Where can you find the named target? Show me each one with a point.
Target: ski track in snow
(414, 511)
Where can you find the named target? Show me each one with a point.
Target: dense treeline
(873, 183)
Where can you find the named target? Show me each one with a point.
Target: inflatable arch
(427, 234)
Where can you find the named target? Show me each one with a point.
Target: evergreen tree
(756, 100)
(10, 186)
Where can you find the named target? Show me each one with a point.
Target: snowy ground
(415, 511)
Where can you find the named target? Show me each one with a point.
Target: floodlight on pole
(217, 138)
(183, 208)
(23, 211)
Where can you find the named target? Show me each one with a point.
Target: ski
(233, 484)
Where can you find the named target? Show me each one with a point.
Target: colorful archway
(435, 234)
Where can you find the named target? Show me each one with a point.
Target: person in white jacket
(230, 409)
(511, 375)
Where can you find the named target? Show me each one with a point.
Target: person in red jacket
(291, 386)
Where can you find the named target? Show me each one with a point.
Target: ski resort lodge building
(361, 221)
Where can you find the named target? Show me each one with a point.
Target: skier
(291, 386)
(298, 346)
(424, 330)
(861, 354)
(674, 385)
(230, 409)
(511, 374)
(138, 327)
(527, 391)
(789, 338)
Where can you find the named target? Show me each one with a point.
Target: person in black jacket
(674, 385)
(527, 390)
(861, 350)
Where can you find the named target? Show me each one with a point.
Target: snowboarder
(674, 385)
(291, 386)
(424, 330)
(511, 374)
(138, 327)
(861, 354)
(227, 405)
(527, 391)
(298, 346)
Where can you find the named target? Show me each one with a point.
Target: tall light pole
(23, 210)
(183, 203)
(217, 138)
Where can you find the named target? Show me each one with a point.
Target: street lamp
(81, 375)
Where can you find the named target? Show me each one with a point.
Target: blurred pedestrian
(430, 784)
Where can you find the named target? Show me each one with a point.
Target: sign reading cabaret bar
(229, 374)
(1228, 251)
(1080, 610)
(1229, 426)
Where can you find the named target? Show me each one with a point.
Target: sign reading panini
★ ★ ★ ★ ★
= Required action =
Return the listing above in its entirety, word for word.

= Response =
Where can you find the named target? Show me each one with a point.
Target: ski track in snow
(414, 511)
Where can you find the named target? Show me each one with a point.
Target: dense treeline
(873, 183)
Where can you find the named target? Show me each one with a point.
Target: inflatable arch
(427, 234)
Where can you find the named target? Show me each one with a point.
Target: evergreen tree
(756, 100)
(10, 186)
Where can you find the named target? Show me each one with a point.
Target: snowy ground
(415, 511)
Where can you find the named target? Show me each one with a point.
Target: floodlight on pole
(217, 138)
(183, 208)
(23, 211)
Where can you find the named target? Show me each one with a point.
Target: ski
(233, 484)
Where can you find the named target? Show me each one with a point.
Target: colorful archway
(435, 234)
Where can you find the named target? Show me each one with a point.
Target: person in white jacket
(230, 409)
(511, 375)
Where can you find the named target? Show me each one with a point.
Target: person in red jacket
(291, 386)
Where can you find the named target? Show me each one with a point.
Target: ski resort lodge building
(361, 221)
Where can you find the named target? Show me each one with a point.
Target: skier
(291, 386)
(298, 346)
(424, 330)
(861, 354)
(674, 385)
(230, 409)
(511, 374)
(138, 327)
(527, 391)
(789, 338)
Where can you find the named target? Show me each one with a point.
Target: person in black jacket
(674, 385)
(527, 390)
(861, 350)
Where can you find the named target? Show me each one with a point.
Target: snowboarder
(674, 385)
(291, 386)
(424, 330)
(511, 374)
(138, 327)
(861, 354)
(227, 405)
(527, 391)
(298, 346)
Where can you find the named target? Show me each one with a point.
Target: tall light pole
(23, 210)
(183, 203)
(217, 138)
Where can you find the named target? Show me each one with a point.
Target: street lamp
(81, 375)
Where can you find the named target? Show me each one with a point.
Target: blurred pedestrian
(430, 784)
Where can you find the named target? Show me each one with a point.
Target: sign reading cabaret bar
(229, 374)
(1228, 251)
(1080, 610)
(1229, 426)
Where can you find the named target? Show me each one with a point.
Target: sign reading panini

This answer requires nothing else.